§ TRECHO PARA LEITURA:
********************

Após a viragem, Heidegger não procura mais encontrar nos seus predecessores as premissas da sua própria interrogação em direção ao ser, mas denuncia o esquecimento a que o conjunto do pensamento ocidental, desde Platão  , e mesmo já anteriormente, relegou o ser. Esta inflexão da interpretação revela em Heidegger uma mudança de atitude face à metafísica, doravante considerada como um pensamento fundamentalmente esquecido do ser, que, por conseguinte, não deveria ser repetida, depois de o ter destruído ou des-construído, mas deveria ser simplesmente abandonada a si mesma.

********************

§ TAREFAS DO EXERCÍCIO:
a – Extraia do trecho sobre Heidegger a passagem que vai de "Após a viragem, Heidegger" até "a si mesma.".
b – No trecho sobre Heidegger, como passa a ser considerada a metafísica depois da mudança de atitude?
A listagem provém de uma fonte diferente da do trecho.

********************

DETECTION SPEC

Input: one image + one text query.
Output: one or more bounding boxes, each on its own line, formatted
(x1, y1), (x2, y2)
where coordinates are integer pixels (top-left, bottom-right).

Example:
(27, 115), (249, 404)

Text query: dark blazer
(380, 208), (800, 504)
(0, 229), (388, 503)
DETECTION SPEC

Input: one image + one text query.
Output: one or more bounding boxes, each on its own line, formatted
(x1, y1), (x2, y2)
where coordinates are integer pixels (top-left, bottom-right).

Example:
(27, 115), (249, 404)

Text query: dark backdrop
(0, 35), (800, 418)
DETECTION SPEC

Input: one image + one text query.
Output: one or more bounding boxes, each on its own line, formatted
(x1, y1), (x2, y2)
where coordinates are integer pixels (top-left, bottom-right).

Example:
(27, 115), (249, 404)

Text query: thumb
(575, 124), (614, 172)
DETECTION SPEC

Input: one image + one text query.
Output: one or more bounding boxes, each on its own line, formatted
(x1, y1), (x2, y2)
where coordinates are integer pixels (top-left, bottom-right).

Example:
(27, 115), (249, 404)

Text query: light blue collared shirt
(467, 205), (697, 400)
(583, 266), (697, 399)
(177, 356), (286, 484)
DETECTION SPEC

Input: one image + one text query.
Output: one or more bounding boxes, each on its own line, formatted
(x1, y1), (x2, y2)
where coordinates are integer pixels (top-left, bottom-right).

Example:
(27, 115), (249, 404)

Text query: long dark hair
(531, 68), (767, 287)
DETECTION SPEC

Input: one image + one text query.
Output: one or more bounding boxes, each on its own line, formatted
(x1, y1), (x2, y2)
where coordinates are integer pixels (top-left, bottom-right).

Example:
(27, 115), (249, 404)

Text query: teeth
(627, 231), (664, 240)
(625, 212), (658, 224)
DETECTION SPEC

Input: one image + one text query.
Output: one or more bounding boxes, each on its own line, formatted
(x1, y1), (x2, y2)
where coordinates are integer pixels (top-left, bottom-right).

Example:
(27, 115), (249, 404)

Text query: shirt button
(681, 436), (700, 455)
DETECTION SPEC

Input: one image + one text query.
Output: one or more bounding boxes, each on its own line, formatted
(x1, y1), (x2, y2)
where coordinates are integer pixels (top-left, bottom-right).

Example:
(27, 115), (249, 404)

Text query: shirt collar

********************

§ RESPOSTAS DAS TAREFAS:
a –
Após a viragem, Heidegger não procura mais encontrar nos seus predecessores as premissas da sua própria interrogação em direção ao ser, mas denuncia o esquecimento a que o conjunto do pensamento ocidental, desde Platão  , e mesmo já anteriormente, relegou o ser. Esta inflexão da interpretação revela em Heidegger uma mudança de atitude face à metafísica, doravante considerada como um pensamento fundamentalmente esquecido do ser, que, por conseguinte, não deveria ser repetida, depois de o ter destruído ou des-construído, mas deveria ser simplesmente abandonada a si mesma.

b – Como um pensamento fundamentalmente esquecido do ser.